作業内容: インフルエンザについての本文によれば、インフルエンザの検査で陽性反応が出やすくなるのは、発熱後何時間以上経過してからですか。

本文:
------------------------------
もうこのネタも毎年書いてますが・・・
インフルエンザの流行、いよいよ本格的になってきましたね。
この季節、小児科医はほとんど頭を使いません!
「熱が出た」→「インフルの検査」
これだけです・・・
実際普段はほとんど検査をしない僕でも、この時期はこういった診療にならざるをえません。
もっともただの熱と言っても、大きな病気が隠れている可能性だってあるわけで見逃しは許されませんから、当然細心の注意をはらった診療は欠かしませんが。
さてこの時期、お子さんが熱を出すと「インフルでは??」と心配になりますね。
インフル以外にも言えることですが、熱が出ただけで夜間救急に駆け込むことは絶対にやめましょう。
熱は「救急」ではありませんから!
落ち着いて首の後ろや脇の下を冷やして、水分を充分摂らせて翌朝まで待ちましょう。
お熱シートは絶対にダメですよ!(こちらを是非参照!)
もう一つ、もしインフルが心配なら熱が出てすぐに病院に駆け込むのも控えねばなりません。
インフルエンザの検査は発熱後12時間以上経過しないと陽性反応が出にくいからです。
本当はインフルエンザなのに、
熱が出てビックリしてすぐ病院に駆け込む
↓
医者は医者で説明すればいいのに何も考えず検査する
↓
時間が経ってないので当然陰性
↓
「ただの風邪ですね」と誤診される
このパターンがお子さんにとって一番可哀相です。
また、最後に「風邪ですね」と誤診されないまでも、「まだ時間が経ってないので明日もう一回検査してください」と言われるパターンも多いでしょう。
これもお子さんにとっては可哀相です。
インフルは鼻に綿棒を突っ込む検査です。
ど~考えても痛いです。
イヤなことは1回で済ませたいですよね?
なので確実に白黒はっきりする12時間以上経過した段階で受診することをお勧めします。
まともな医者なら、熱が出てすぐ駆け込んでも「まだ検査で陽性が出ないので明日まで熱が下がらなければ検査に来て下さい」と説明して解熱剤だけ処方して帰すのが常道ですし、僕もそうしてます。
最もスタンダードな診療方法と言えましょう。
ただの風邪なら翌朝自然に熱が下がるケースが多く、インフルエンザの可能性は低くなります。
運が良ければ痛い思いをしなくて済みます。
僕にも時々言えることですが、状況考えずひたすら鼻に綿棒を突っ込む医者には気をつけましょう。
もう一つ困りものなのは保育所や学校の関係者です。
すこしでも疑わしいと「今すぐ病院に行って検査してきて!」と騒ぎたてます。
熱が出て間もない場合は検査できませんし、酷い場合熱もない子供が咳しただけでもそう言って病院に行かせる始末。
学校としては学級閉鎖になるのが一番困ることなので、何はともあれ「とりあえず行け!」とするのでしょう。
「学校の先生に検査しろと言われてきました」という患者さんの実に多い事。
ここで言わせていただきたい。
検査するかしないかを決めるのは医者の判断であり、学校の先生ではありません!
発熱後間もないのに「今すぐ検査に行ってきて」と言われたら、
「インフルエンザは12時間経過しないと検査が出来ないので今は病院には行けません」
「行くだけ医療費の無駄になります」
と、きっぱり断りましょう。
また、熱もないのに「今すぐ検査してきて」と言われたら、
「熱がないのでインフルの可能性は低いので、患者でごった返している病院には行きません」
と、これまたきっぱり答えましょう。
無知な保育士や教員にも気をつけましょう。
------------------------------
演習データ:
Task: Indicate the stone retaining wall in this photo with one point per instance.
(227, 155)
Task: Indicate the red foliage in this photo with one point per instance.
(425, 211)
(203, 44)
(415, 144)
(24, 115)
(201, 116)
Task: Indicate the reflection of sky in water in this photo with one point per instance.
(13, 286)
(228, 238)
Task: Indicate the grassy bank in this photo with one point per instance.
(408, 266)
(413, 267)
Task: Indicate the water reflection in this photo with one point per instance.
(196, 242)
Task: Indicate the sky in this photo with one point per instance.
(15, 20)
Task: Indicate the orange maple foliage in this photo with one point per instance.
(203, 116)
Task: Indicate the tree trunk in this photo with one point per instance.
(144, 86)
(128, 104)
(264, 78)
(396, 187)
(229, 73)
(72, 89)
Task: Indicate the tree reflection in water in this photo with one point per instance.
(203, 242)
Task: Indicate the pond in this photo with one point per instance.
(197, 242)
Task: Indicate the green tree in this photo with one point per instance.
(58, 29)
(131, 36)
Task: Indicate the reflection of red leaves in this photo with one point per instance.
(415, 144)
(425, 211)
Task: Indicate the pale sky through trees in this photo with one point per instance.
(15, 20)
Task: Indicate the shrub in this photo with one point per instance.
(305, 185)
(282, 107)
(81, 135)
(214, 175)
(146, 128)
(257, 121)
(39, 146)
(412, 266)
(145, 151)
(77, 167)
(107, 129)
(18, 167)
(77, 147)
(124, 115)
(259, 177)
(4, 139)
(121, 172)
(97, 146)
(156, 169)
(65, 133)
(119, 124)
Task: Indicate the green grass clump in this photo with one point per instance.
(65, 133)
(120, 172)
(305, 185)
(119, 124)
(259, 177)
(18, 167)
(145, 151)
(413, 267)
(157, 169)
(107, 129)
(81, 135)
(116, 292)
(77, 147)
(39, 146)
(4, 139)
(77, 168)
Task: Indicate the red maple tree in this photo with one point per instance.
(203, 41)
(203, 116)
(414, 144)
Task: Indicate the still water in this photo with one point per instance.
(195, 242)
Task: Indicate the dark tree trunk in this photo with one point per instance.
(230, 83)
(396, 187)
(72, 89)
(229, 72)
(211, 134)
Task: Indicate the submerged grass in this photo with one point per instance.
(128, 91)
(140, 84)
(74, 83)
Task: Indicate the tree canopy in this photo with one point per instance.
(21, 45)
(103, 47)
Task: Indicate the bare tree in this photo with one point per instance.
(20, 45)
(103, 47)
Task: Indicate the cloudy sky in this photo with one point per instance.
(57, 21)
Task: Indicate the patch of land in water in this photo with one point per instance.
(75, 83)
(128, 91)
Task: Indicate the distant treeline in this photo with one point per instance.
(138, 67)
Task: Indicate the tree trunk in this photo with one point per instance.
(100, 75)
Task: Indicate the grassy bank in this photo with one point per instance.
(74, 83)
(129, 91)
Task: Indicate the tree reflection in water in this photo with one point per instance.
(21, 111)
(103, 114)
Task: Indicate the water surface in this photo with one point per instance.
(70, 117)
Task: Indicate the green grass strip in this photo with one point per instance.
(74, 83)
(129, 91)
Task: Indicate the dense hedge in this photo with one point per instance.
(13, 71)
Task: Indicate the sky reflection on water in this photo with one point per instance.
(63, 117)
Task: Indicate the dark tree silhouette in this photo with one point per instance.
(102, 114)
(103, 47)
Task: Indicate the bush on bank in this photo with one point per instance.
------------------------------
解答: 発熱後12時間以上経過してからです。